Exercise goal:
Retype the data that follows line by line, exactly, and leave its pictures out.

Image point grounding data:
- Opening Delimiter -
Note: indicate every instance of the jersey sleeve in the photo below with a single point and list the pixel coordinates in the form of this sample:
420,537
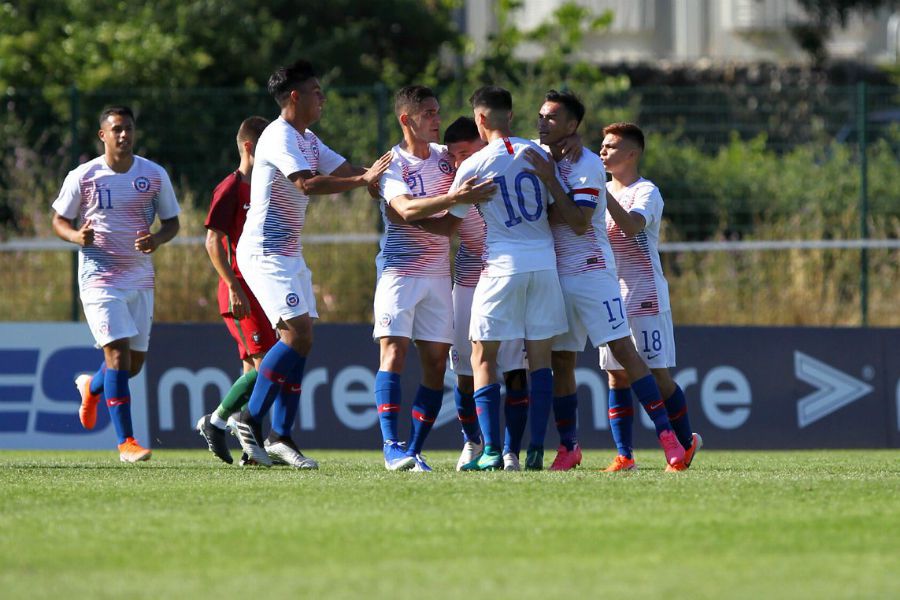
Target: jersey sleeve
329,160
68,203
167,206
- Closing Delimiter -
Worked solution:
Note: indicate every instance of the jersey sleeve in the photo below with a single point and list the pixel coordinates in the form of this sample:
420,537
Target: jersey sleeve
329,160
68,203
167,206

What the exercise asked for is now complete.